Exercise text:
--------------------
A first approach for automatic landmark localization is an AAM introduced by Cootes et al. An AAM combines the shape information and texture information of a face in a holistic generative manner. It models the visual appearance of the face in a global manner by considering typical interrelationships of the face shape and the face texture. The generative model can be applied to unseen new images to automatically localize a face shape (landmarks). Here, as a result, a vector of real numbers is obtained. These vectors can be used as features, for example, to train a model to automatically grade facial palsy. Additionally, the shape and texture information of both face hemispheres can be used separately to train single AAM models.
--------------------
Dataset content:
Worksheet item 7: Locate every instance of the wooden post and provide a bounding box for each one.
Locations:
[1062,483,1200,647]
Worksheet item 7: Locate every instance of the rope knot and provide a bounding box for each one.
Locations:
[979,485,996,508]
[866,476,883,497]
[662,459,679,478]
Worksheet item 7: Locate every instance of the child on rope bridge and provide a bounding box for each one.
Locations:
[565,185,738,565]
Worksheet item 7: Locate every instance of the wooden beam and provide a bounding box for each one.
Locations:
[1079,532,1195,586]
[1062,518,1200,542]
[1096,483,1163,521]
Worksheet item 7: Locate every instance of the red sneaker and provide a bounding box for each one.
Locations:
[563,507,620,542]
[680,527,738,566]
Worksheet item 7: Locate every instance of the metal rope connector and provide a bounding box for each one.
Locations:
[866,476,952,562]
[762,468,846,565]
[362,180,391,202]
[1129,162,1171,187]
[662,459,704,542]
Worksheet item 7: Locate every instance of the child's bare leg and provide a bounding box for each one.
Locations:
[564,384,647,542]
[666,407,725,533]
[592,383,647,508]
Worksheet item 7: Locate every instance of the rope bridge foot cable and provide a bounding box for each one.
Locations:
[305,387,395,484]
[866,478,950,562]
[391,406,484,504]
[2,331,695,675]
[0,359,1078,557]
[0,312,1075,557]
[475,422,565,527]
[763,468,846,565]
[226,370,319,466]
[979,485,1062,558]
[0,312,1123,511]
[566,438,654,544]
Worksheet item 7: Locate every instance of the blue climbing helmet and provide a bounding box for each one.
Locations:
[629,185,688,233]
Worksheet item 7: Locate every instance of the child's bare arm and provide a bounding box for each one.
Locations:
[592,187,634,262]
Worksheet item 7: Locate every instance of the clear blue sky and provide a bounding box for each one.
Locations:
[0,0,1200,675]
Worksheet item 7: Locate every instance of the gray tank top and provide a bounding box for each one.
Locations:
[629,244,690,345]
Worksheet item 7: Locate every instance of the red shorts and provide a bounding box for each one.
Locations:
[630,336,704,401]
--------------------
Work instruction 1:
Sum up the passage on landmark localization in two sentences.
Work instruction 2:
Carry on with the passage on landmark localization, starting right after its last sentence.
The data isn't needed for anything here.

Response area 1:
An AAM, introduced by Cootes et al., is a generative model that combines the shape and texture of a face to find facial landmarks automatically, even in new images it hasn't seen. The resulting vectors of real numbers can serve as features, for example to train a model that grades facial palsy, and separate AAMs can be trained for each half of the face.

Response area 2:
Another method to localize facial landmarks automatically is based on regression. In facial landmark regression, the single landmarks are located independently of all other landmarks. Compared to AAMs, it is an advantage if not all landmarks of the face are visible in the image. Convolutional neural networks (CNNs), a special variant of artificial neural networks , can be used as regressors. CNNs have a multilayered architecture and the capability to learn specific features of the input data by themselves in order to make better use of them for the regression task. The first layers use convolutional operations to learn a number of filters based on the appearance of the input data. The fully connected layer at the end of the CNN is used to learn the locations of landmarks in the form of a multioutput regression task. Fig. 8.2 illustrates an example of CNN architecture for facial landmark regression.
Complex Facial Features
For automatic grading of facial palsy, suitable and powerful facial features that describe the shape (and texture) of a face are necessary. In the following sections, we introduce facial features based on statistical models and features extracted by a deep learning model.
As described in the former section, AAMs provide powerful facial features characterizing the shape and the texture of important parts of the face in a compact form of a vector containing real numbers.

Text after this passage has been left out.